**Source excerpt**

○ ○ ○ ○

“Hacks” Is About Much More Than “Women in Comedy”

The breakout HBO series is a darkly funny look at what it's like to be a woman in, well, anything

June 11, 2021 8:37 am
Jean Smart Hacks
Jean Smart on "Hacks."
HBO

Note: This post contains minor spoilers for HBO’s Hacks.

At first glance, HBO Max’s Hacks — which just wrapped up its first season yesterday and was swiftly picked up for a second one earlier this week — is a classic odd-couple story. Deborah Vance, a veteran Joan Rivers-style stand-up comic who isn’t above hawking handbags on QVC or making an appearance at the grand opening of a pizza place, is in search of some fresh material after losing her long-running Las Vegas residency. Ava, a bisexual 25-year-old comedy writer who got fired from her TV gig for an offensive tweet about a closeted conservative politician, is in need of a job. They’re paired together by the agent they share, and cross-generational hijinks ensue.

It’s highly entertaining to watch Deborah (played by the excellent Jean Smart, who’s currently enjoying a late-career renaissance thanks to equally great turns on Fargo, Watchmen and Mare of Easttown) butt heads with Ava (portrayed by stand-up comedian Hannah Einbinder in her first TV role) in the early episodes. She’s content to play it safe, rely on the same self-deprecating act she’s been doing for decades and keep cashing her massive checks, while the more experimental, overconfident Ava tries to convince her that some jokes don’t need punchlines. (“The traditional joke structure is very male,” she insists at one point.) But about midway through the series, there’s a shift, and the pair find some common ground after we learn more of Deborah’s backstory. It turns out that despite poking fun at herself onstage for years for setting her ex-husband’s house on fire — a scandal that cost her a chance to be the first female late-night talk show host — the inferno was actually nothing more than a dryer fire that was spun into an awful rumor.

○ ○ ○ ○

**Rows**
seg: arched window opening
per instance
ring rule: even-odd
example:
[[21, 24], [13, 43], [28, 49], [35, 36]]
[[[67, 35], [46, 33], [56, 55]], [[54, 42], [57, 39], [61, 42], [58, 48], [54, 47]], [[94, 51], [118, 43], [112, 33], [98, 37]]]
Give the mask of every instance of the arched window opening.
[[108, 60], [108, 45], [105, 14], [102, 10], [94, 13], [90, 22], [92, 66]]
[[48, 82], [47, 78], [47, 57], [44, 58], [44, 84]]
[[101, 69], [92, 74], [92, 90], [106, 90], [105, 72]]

○ ○ ○ ○

**Set of tasks**
A - Translate this sentence from the article on Hacks into Spanish: "They’re paired together by the agent they share, and cross-generational hijinks ensue."
B - According to the article on Hacks, why did Ava lose her TV writing job?

**Solutions per task**
A - Su agente en común las empareja, y se suceden enredos intergeneracionales.

B - She was fired for an offensive tweet about a closeted conservative politician.